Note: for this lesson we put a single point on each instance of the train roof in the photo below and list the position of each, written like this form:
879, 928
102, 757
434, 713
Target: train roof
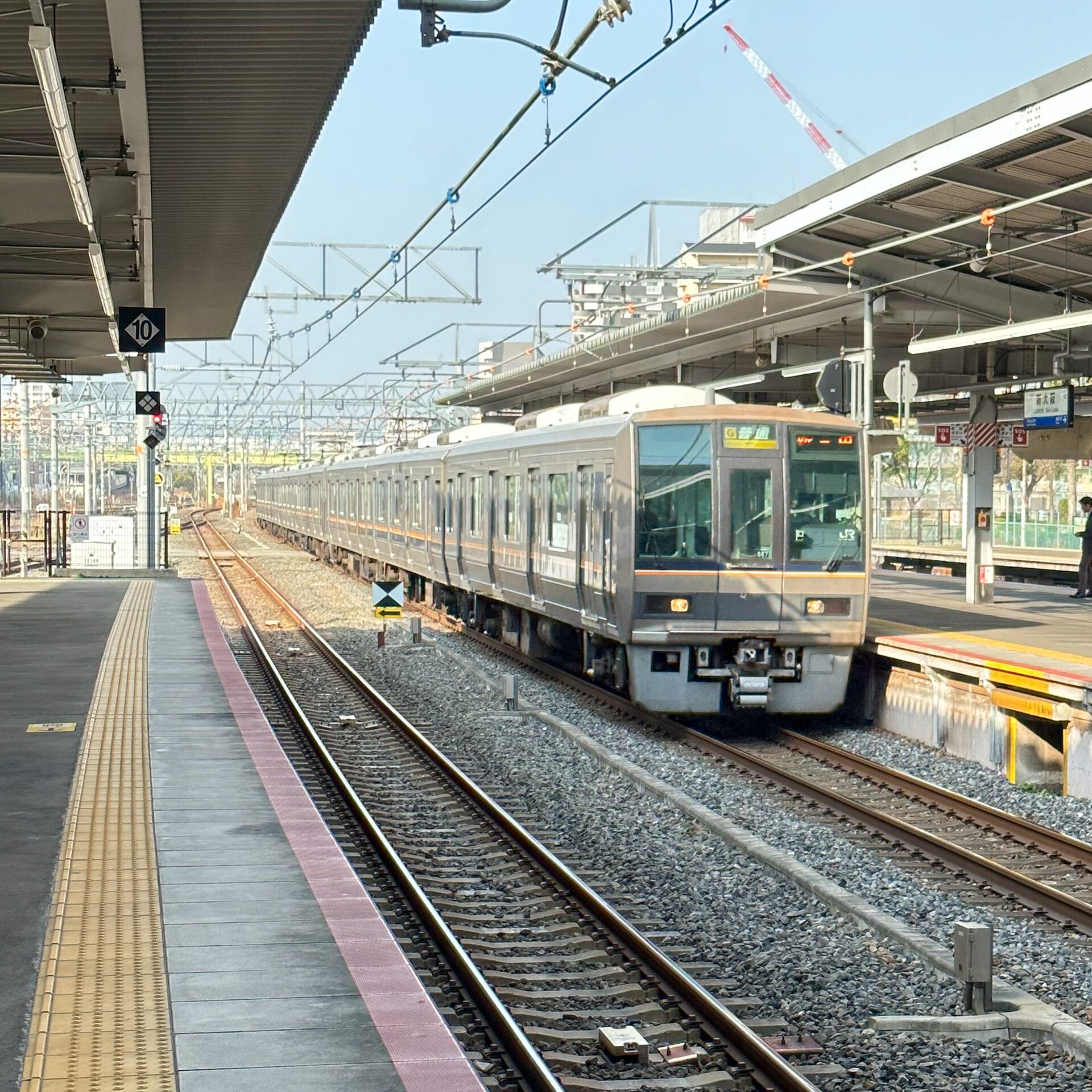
593, 429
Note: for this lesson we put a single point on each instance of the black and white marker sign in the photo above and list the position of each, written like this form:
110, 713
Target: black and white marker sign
387, 598
142, 329
148, 403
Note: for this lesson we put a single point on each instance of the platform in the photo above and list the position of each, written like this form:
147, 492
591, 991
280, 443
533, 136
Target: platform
1032, 637
1006, 684
1019, 561
205, 930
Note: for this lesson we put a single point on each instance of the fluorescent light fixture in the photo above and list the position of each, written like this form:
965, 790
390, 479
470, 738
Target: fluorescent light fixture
53, 91
102, 282
1067, 320
805, 369
723, 384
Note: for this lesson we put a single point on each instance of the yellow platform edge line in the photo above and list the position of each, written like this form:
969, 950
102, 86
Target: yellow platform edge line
131, 1045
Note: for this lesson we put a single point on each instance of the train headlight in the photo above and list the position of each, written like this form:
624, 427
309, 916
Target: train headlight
837, 606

- _THE TASK_: Your task is to return, exactly and on their own, the lines from the one containing "of the black" through the last line of the listing.

- _WRITTEN REPLY_:
Note: for this lesson we put a single point on each instance of the black and white marker sign in the photo above and list the position of each, written like this form:
110, 713
Target: black and white marker sign
387, 598
142, 329
148, 403
Note: for this lesson we put a single point on each instance of the platform in the photo above and list the position of each, written like this form:
147, 492
591, 991
280, 443
533, 136
Target: platform
1032, 637
1006, 684
1019, 561
205, 930
Note: for this lesson we put a single point on each instance of the fluorescent light fixture in the photo above and list the position of each, written like this form:
965, 790
390, 479
470, 738
Target: fluorescent light fixture
53, 91
102, 282
1067, 320
805, 369
723, 384
Note: for this lesson we put a single point on each instance of the yellow platform edge line in the photo above and list the position of each, written like this form:
969, 950
102, 86
Target: yellow platform edge line
131, 1045
Note: for this lesson we put a single point on each instance of the train headlight in the photo above and list the position of each, written like this form:
624, 427
309, 916
Target: train headlight
837, 606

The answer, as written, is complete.